(Gestelde opgave)
Typ de records ongewijzigd over, beginnend bij de regel met "Given the photograph above, point out the white toilet" (die regel inbegrepen) en eindigend bij het einde van de records.

Records met gelabelde punten:
####################

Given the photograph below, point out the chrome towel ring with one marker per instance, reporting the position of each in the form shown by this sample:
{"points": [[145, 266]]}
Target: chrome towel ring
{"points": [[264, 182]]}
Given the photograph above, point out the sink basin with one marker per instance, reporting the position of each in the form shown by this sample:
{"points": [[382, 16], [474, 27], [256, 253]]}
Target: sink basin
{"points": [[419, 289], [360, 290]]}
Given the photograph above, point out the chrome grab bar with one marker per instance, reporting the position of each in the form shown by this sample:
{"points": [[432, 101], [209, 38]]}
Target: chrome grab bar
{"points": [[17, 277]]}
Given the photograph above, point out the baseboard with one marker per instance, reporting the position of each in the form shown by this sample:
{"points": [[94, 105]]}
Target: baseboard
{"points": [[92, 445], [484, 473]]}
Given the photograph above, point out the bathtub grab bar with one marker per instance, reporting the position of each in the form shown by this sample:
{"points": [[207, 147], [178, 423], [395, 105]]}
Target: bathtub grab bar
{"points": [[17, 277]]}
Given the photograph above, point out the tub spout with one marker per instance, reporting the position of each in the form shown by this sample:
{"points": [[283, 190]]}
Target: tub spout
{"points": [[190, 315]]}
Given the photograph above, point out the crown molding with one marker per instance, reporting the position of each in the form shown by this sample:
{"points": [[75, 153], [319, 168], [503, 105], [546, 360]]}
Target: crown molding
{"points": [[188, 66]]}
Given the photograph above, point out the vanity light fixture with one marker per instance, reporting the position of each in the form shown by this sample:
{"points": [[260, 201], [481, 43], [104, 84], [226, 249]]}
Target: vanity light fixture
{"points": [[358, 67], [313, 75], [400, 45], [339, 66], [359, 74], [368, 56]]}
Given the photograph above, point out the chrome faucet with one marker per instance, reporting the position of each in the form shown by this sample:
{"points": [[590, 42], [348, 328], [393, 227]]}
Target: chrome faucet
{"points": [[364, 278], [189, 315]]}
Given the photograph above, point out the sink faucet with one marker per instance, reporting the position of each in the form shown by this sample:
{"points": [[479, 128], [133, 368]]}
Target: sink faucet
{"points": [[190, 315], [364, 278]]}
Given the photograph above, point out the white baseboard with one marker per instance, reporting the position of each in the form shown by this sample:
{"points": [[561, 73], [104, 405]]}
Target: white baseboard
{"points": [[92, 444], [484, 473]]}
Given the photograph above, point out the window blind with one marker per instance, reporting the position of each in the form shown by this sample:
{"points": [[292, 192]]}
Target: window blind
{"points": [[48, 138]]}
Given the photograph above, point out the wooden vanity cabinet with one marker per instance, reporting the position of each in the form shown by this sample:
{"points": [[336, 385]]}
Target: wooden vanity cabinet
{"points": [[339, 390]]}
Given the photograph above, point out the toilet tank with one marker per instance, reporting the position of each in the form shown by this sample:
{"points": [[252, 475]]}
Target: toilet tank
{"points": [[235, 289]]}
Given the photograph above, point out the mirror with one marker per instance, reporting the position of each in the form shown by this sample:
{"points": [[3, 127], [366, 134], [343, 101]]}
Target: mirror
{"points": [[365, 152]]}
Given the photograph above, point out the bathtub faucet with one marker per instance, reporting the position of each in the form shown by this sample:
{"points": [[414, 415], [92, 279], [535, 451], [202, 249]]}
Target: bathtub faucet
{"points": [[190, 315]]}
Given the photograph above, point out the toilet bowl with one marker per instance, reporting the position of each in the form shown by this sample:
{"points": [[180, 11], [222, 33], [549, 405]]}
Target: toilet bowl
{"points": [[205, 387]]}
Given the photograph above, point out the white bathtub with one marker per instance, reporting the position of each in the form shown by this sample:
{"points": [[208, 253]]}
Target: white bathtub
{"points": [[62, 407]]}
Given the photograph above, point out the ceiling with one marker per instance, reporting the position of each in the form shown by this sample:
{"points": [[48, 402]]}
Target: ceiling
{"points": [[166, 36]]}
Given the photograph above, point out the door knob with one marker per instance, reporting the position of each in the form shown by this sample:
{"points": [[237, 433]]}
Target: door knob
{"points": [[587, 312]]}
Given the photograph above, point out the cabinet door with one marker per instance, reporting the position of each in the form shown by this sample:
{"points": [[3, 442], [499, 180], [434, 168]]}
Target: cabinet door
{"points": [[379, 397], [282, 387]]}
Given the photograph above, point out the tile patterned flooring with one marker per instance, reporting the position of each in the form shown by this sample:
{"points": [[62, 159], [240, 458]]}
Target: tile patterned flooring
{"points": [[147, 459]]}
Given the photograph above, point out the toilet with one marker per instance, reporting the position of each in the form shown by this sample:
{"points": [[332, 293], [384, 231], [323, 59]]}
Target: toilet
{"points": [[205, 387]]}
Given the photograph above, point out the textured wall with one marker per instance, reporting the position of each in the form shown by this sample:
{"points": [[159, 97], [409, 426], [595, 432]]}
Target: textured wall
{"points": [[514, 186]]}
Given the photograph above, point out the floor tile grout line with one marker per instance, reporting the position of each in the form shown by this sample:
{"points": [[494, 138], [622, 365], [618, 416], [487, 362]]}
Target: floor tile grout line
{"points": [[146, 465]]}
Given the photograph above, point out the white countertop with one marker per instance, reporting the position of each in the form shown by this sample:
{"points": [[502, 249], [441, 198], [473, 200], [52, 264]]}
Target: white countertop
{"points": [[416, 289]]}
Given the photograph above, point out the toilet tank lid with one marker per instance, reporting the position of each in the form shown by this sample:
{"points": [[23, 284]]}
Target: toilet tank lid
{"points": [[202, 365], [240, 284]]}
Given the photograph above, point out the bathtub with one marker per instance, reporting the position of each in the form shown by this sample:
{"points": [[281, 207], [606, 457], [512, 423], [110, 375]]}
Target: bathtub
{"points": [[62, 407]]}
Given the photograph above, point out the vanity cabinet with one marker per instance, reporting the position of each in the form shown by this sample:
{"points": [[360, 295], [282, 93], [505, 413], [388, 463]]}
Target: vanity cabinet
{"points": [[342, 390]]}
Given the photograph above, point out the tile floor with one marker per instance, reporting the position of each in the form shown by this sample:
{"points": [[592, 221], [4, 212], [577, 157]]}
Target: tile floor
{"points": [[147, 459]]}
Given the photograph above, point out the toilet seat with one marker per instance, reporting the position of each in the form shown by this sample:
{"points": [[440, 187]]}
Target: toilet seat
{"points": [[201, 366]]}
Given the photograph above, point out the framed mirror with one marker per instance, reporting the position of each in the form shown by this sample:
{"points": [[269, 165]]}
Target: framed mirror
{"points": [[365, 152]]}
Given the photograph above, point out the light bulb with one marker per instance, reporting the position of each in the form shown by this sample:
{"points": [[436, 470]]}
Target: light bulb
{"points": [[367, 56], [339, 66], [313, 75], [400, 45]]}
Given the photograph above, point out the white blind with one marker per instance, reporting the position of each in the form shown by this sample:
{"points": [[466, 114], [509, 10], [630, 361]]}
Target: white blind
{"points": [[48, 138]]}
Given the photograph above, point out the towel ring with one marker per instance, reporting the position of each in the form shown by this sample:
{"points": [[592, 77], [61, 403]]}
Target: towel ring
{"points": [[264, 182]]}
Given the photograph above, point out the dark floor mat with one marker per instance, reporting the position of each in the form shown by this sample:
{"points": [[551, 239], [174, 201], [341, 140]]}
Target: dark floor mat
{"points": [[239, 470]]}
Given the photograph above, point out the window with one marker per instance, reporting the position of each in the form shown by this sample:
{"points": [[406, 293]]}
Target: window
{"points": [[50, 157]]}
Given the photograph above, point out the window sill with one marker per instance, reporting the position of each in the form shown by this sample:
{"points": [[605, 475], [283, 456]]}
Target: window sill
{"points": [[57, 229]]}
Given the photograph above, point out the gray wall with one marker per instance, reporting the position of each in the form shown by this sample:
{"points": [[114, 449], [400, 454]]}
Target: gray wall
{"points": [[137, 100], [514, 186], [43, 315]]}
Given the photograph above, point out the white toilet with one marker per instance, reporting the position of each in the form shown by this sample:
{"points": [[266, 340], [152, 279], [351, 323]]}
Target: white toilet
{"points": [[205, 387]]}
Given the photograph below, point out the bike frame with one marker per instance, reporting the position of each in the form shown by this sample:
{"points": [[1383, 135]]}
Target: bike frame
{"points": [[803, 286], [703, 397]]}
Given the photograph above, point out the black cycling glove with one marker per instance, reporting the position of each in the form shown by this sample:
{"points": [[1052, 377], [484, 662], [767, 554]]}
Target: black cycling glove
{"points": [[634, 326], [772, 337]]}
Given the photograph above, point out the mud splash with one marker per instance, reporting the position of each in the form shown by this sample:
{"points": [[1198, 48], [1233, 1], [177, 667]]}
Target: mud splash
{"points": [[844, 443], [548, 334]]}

####################

(Uitvoer van taak)
Given the photograph above, point out the white toilet with one marker per instance, reporting the position of each in the form shown by this sample:
{"points": [[266, 340], [152, 279], [351, 323]]}
Target: white toilet
{"points": [[205, 387]]}
Given the photograph below, point out the bike frame with one marker per instance, reporting the position of each in the form shown by this sample:
{"points": [[1383, 135]]}
Target: bike frame
{"points": [[803, 286], [703, 397]]}
Given the photograph above, point out the black cycling glove with one marker per instance, reporting the position of each in the form shown by this sample:
{"points": [[1052, 377], [484, 662], [767, 554]]}
Target: black cycling glove
{"points": [[634, 326], [772, 337]]}
Given the photograph above, point out the mud splash with one marker per instance, reporting the position of each in the form shown by this sample:
{"points": [[1198, 48], [1233, 1], [177, 667]]}
Target: mud splash
{"points": [[844, 443], [548, 334]]}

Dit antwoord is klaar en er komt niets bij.